EXERCISE: Copy the material below word for word, leaving out the pictures.

RECORDS FOR THIS TASK:
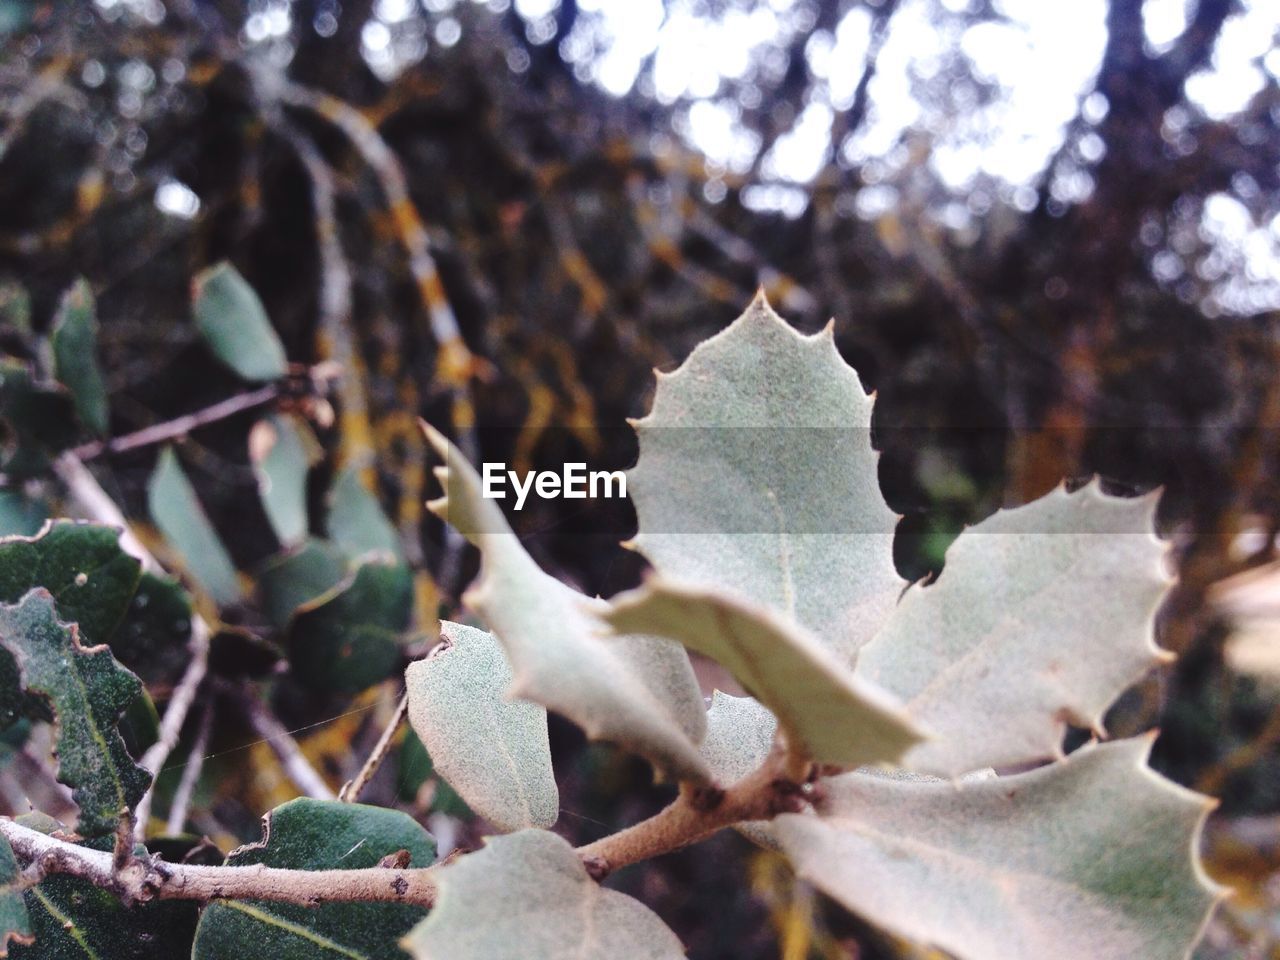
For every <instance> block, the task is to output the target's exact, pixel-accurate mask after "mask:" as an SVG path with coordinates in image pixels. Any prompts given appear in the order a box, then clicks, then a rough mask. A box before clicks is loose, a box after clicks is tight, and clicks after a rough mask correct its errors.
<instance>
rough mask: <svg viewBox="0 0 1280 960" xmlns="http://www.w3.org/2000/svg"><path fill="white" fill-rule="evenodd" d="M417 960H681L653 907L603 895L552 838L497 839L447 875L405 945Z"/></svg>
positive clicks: (443, 869)
mask: <svg viewBox="0 0 1280 960" xmlns="http://www.w3.org/2000/svg"><path fill="white" fill-rule="evenodd" d="M402 943H403V946H404V948H406V950H407V951H408V952H410V954H411V955H412V956H413V957H415V960H673V959H675V957H682V956H684V955H685V951H684V950H682V948H681V946H680V941H678V940H677V938H676V934H675V933H672V932H671V931H669V929H668V928H667V927H666V924H663V922H662V920H660V919H658V916H657V915H655V914H653V913H652V911H650V910H649V908H646V906H644V905H643V904H640V902H637V901H635V900H632V899H631V897H628V896H626V895H623V893H618V892H616V891H612V890H605V888H604V887H602V886H599V884H598V883H596V882H595V881H593V879H591V878H590V877H588V874H586V868H584V867H582V861H581V860H579V858H577V854H576V852H573V847H571V846H570V845H568V842H566V841H564V840H562V838H561V837H558V836H556V835H554V833H548V832H545V831H538V829H526V831H521V832H520V833H511V835H507V836H504V837H490V838H489V841H488V842H486V844H485V847H484V849H483V850H480V851H477V852H474V854H470V855H467V856H463V858H462V859H461V860H458V861H456V863H453V864H451V865H448V867H445V868H443V869H442V870H440V876H439V896H438V899H436V902H435V908H434V909H433V910H431V915H430V916H429V918H426V920H424V922H422V923H420V924H419V925H417V927H415V928H413V931H412V932H411V933H410V934H408V936H407V937H404V940H403V941H402Z"/></svg>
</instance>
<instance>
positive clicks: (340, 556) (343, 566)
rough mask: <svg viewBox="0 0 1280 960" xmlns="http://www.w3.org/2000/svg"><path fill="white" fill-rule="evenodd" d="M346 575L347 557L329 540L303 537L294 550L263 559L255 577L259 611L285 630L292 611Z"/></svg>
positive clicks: (337, 582) (283, 629) (271, 622)
mask: <svg viewBox="0 0 1280 960" xmlns="http://www.w3.org/2000/svg"><path fill="white" fill-rule="evenodd" d="M346 575H347V559H346V557H344V556H343V553H342V550H339V549H338V548H337V547H334V545H333V544H332V543H329V541H328V540H317V539H310V540H305V541H303V543H302V544H301V545H298V547H297V548H296V549H292V550H288V552H287V553H280V554H276V556H275V557H273V558H271V559H269V561H268V562H266V564H265V566H264V567H262V570H261V571H260V572H259V576H257V589H259V596H260V599H261V604H262V613H265V614H266V618H268V620H269V621H271V623H273V625H275V627H278V628H279V630H284V627H285V626H288V623H289V620H291V618H292V617H293V613H294V611H297V609H298V607H301V605H302V604H305V603H310V602H311V600H315V599H316V598H319V596H320V595H321V594H324V593H328V591H329V590H332V589H333V588H335V586H337V585H338V582H339V581H340V580H342V579H343V577H344V576H346Z"/></svg>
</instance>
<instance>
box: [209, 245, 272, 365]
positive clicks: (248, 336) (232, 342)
mask: <svg viewBox="0 0 1280 960" xmlns="http://www.w3.org/2000/svg"><path fill="white" fill-rule="evenodd" d="M195 293H196V302H195V307H193V312H195V315H196V326H198V328H200V333H201V335H204V338H205V340H206V342H207V343H209V346H210V348H212V351H214V353H215V355H216V356H218V358H219V360H220V361H223V362H224V364H225V365H227V366H229V367H230V369H232V370H234V371H236V372H237V374H239V375H241V376H242V378H244V379H246V380H264V381H265V380H279V379H280V378H282V376H284V374H285V372H288V364H287V362H285V358H284V347H283V346H282V344H280V338H279V337H276V334H275V330H274V329H273V328H271V321H270V319H268V316H266V310H264V308H262V301H261V300H259V297H257V294H256V293H255V292H253V288H252V287H250V285H248V282H247V280H246V279H244V278H243V276H241V275H239V273H238V271H237V270H236V268H234V266H232V265H230V264H225V262H224V264H218V265H216V266H211V268H210V269H207V270H204V271H202V273H201V274H200V275H198V276H197V278H196V283H195Z"/></svg>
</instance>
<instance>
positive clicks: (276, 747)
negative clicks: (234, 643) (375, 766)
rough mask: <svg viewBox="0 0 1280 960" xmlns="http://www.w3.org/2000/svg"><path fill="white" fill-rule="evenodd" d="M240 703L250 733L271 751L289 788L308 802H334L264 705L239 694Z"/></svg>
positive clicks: (288, 736) (247, 695) (258, 701)
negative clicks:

THE ANSWER:
For every <instance> block, the task is to output the target's exact, pixel-accurate mask after "mask:" as an SVG path with coordinates in image pixels. Any prompts given appear in the order a box, then clicks, then a rough mask. A box before clicks is loose, a box after clicks is tight, and clicks after a rough mask correct its errors.
<instance>
rough mask: <svg viewBox="0 0 1280 960" xmlns="http://www.w3.org/2000/svg"><path fill="white" fill-rule="evenodd" d="M417 960H681L653 907L603 895L552 838L497 839L447 875L405 945Z"/></svg>
positive clicks: (443, 869)
mask: <svg viewBox="0 0 1280 960" xmlns="http://www.w3.org/2000/svg"><path fill="white" fill-rule="evenodd" d="M402 943H403V946H404V948H406V950H407V951H408V952H410V954H411V955H412V956H413V957H415V960H673V959H675V957H682V956H684V955H685V951H684V950H682V948H681V946H680V941H678V940H677V938H676V934H675V933H672V932H671V931H669V929H668V928H667V927H666V924H663V922H662V920H660V919H658V916H657V915H655V914H653V913H652V911H650V910H649V908H646V906H644V905H643V904H640V902H637V901H635V900H632V899H631V897H628V896H626V895H623V893H618V892H616V891H612V890H605V888H604V887H602V886H599V884H598V883H596V882H595V881H593V879H591V878H590V877H588V874H586V868H584V867H582V861H581V860H579V858H577V854H576V852H573V847H571V846H570V845H568V842H566V841H564V840H562V838H561V837H558V836H556V835H554V833H548V832H545V831H538V829H526V831H521V832H520V833H511V835H507V836H504V837H490V838H489V841H488V842H486V844H485V847H484V849H483V850H480V851H477V852H474V854H470V855H467V856H463V858H462V859H461V860H458V861H456V863H453V864H451V865H448V867H445V868H443V869H442V870H440V876H439V896H438V899H436V902H435V908H434V909H433V910H431V915H430V916H429V918H426V920H424V922H422V923H420V924H419V925H417V927H415V928H413V931H412V932H411V933H410V934H408V936H407V937H404V940H403V941H402Z"/></svg>
</instance>
<instance>
positive clicks: (340, 556) (343, 566)
rough mask: <svg viewBox="0 0 1280 960" xmlns="http://www.w3.org/2000/svg"><path fill="white" fill-rule="evenodd" d="M346 575L347 557L329 540L303 537L294 550L263 559L255 577L259 611L285 630L292 611Z"/></svg>
positive clicks: (337, 582) (283, 629) (271, 622)
mask: <svg viewBox="0 0 1280 960" xmlns="http://www.w3.org/2000/svg"><path fill="white" fill-rule="evenodd" d="M346 575H347V559H346V557H344V556H343V553H342V550H339V549H338V548H337V547H334V545H333V544H332V543H329V541H328V540H317V539H310V540H305V541H303V543H302V544H301V545H298V547H297V548H296V549H292V550H288V552H287V553H280V554H276V556H275V557H273V558H271V559H269V561H268V562H266V564H265V566H264V567H262V570H261V571H260V572H259V576H257V589H259V596H260V599H261V604H262V613H265V614H266V618H268V620H269V621H271V623H273V625H275V627H278V628H279V630H284V627H285V626H288V623H289V620H291V618H292V617H293V613H294V611H297V609H298V607H301V605H302V604H305V603H310V602H311V600H315V599H316V598H319V596H320V595H321V594H324V593H328V591H329V590H332V589H333V588H335V586H337V585H338V582H339V581H340V580H342V579H343V577H344V576H346Z"/></svg>
</instance>
<instance>
box: [209, 245, 272, 365]
positive clicks: (248, 336) (232, 342)
mask: <svg viewBox="0 0 1280 960" xmlns="http://www.w3.org/2000/svg"><path fill="white" fill-rule="evenodd" d="M195 293H196V302H195V307H193V312H195V315H196V326H198V328H200V333H201V335H204V338H205V340H206V342H207V343H209V346H210V348H212V351H214V353H215V355H216V356H218V358H219V360H220V361H223V362H224V364H225V365H227V366H229V367H230V369H232V370H234V371H236V372H237V374H239V375H241V376H242V378H244V379H246V380H264V381H265V380H279V379H280V378H282V376H284V374H285V372H288V364H287V362H285V358H284V347H283V346H282V344H280V338H279V337H276V334H275V330H274V329H273V328H271V321H270V319H268V316H266V310H264V308H262V301H261V300H259V297H257V294H256V293H255V292H253V288H252V287H250V285H248V282H247V280H246V279H244V278H243V276H241V275H239V273H238V271H237V270H236V268H234V266H232V265H230V264H225V262H224V264H218V265H216V266H211V268H210V269H207V270H204V271H202V273H201V274H200V275H198V276H197V278H196V283H195Z"/></svg>
</instance>
<instance>
positive clicks: (276, 747)
negative clicks: (234, 643) (375, 766)
rough mask: <svg viewBox="0 0 1280 960" xmlns="http://www.w3.org/2000/svg"><path fill="white" fill-rule="evenodd" d="M240 703L250 733L271 751L289 788L308 802H334L264 705L239 694Z"/></svg>
positive clicks: (288, 736) (247, 695) (258, 701)
negative clicks:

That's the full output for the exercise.